He added: “My life, like so many others’, has been interrupted by cancer in too many ways to count. It will never be the same.
“But my work with the LCRP—which is done alongside some of the leading experts in lung cancer treatment and research and with the support of fellow patients and the wonderful program staff—gives me hope and confidence.
“I finish each award cycle feeling like there is a real chance to send cancer packing for good.”
Some common symptoms of lung cancer include:
- A cough that does not go away after 3 weeks
- A long-standing cough that gets worse
- Chest infections that keep coming back
- Coughing up blood
- An ache or pain when breathing or coughing
- Persistent breathlessness
- Persistent tiredness or lack of energy
- Loss of appetite or unexplained weight loss.
Less common signs include:
- Changes in the appearance of your fingers, such as becoming more curved or their ends becoming larger (this is known as finger clubbing)
- Difficulty swallowing (dysphagia) or pain when swallowing
- A hoarse voice
- Swelling of your face or neck
- Persistent chest or shoulder pain.
Smoking is one of the biggest risk factors for developing lung cancer, although some patients will have never smoked in their lives.
Other risk factors include exposure to certain chemicals like asbestos and coal fumes, as well as air pollution.

Work request 1
Rewrite the paragraph of the lung cancer passage that begins "Other risk factors include" as a short list, keeping its facts.
Work request 2
Edit the lung cancer passage between "Some common symptoms" and "unexplained weight loss.", inclusive, and replace "Loss of appetite" with "Reduced appetite".

Supplied information
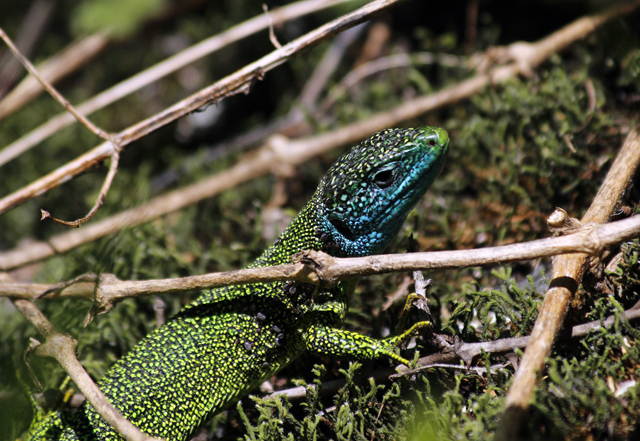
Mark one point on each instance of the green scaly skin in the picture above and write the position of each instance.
(233, 338)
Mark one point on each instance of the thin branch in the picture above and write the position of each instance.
(31, 29)
(62, 348)
(385, 63)
(53, 69)
(451, 353)
(295, 152)
(316, 267)
(106, 185)
(163, 69)
(52, 91)
(235, 83)
(567, 276)
(272, 34)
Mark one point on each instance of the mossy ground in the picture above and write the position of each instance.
(518, 151)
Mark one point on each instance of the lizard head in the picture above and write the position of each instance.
(366, 195)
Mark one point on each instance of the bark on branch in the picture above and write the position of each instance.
(317, 267)
(62, 349)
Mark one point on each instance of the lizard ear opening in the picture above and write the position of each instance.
(384, 178)
(342, 228)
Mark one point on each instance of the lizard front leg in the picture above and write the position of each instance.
(339, 344)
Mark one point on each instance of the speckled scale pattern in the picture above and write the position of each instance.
(233, 338)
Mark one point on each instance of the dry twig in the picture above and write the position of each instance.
(238, 82)
(567, 275)
(450, 353)
(162, 69)
(294, 153)
(59, 66)
(320, 268)
(62, 349)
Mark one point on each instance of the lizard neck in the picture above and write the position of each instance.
(303, 233)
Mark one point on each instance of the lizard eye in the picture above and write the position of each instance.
(384, 178)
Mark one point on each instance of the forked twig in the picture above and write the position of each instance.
(166, 67)
(62, 349)
(52, 91)
(106, 185)
(239, 82)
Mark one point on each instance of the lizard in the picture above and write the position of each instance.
(231, 339)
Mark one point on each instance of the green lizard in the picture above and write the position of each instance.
(234, 338)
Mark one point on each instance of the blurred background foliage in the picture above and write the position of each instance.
(518, 150)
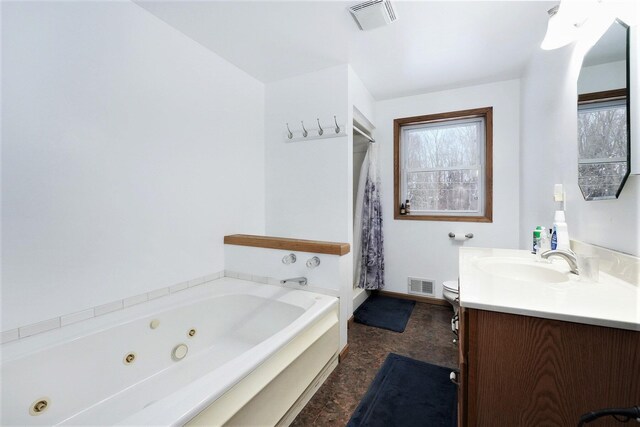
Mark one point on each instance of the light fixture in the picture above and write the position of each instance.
(560, 30)
(572, 20)
(373, 14)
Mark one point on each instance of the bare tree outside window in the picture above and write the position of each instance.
(441, 166)
(602, 148)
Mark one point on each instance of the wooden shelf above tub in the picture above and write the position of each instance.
(315, 246)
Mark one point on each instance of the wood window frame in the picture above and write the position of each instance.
(487, 114)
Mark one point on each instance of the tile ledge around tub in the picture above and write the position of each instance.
(91, 312)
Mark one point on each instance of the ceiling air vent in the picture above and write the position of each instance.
(373, 14)
(421, 286)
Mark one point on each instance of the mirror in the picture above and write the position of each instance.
(603, 116)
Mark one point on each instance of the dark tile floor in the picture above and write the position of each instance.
(427, 337)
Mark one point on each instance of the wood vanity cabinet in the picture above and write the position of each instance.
(527, 371)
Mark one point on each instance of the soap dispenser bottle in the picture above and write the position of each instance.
(560, 236)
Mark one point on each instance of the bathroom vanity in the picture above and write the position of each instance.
(540, 347)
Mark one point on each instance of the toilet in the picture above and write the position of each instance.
(450, 293)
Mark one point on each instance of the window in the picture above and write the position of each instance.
(443, 166)
(602, 144)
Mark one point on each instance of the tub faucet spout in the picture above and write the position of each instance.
(299, 280)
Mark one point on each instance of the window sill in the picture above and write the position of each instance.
(453, 218)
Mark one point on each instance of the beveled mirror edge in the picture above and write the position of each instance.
(629, 90)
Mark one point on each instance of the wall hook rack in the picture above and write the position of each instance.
(320, 133)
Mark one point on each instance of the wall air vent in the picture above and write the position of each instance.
(421, 286)
(373, 14)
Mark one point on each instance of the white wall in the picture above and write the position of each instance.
(549, 156)
(308, 194)
(128, 150)
(423, 248)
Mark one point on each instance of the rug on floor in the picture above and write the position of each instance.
(384, 312)
(407, 392)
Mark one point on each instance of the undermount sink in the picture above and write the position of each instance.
(522, 270)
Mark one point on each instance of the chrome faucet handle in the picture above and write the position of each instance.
(289, 259)
(302, 281)
(313, 262)
(567, 254)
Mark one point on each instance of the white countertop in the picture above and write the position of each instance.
(609, 302)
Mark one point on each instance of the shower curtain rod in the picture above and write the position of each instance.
(363, 133)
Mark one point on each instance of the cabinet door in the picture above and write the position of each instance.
(527, 371)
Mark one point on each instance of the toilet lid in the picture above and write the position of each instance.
(451, 285)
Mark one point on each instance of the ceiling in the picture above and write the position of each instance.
(433, 45)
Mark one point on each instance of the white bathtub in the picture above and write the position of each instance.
(80, 369)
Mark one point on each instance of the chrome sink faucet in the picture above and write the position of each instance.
(299, 280)
(567, 255)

Task solution 1
Other risk factors:
- Exposure to certain chemicals, such as asbestos and coal fumes
- Air pollution

Task solution 2
Some common symptoms of lung cancer include:
- A cough that does not go away after 3 weeks
- A long-standing cough that gets worse
- Chest infections that keep coming back
- Coughing up blood
- An ache or pain when breathing or coughing
- Persistent breathlessness
- Persistent tiredness or lack of energy
- Reduced appetite or unexplained weight loss.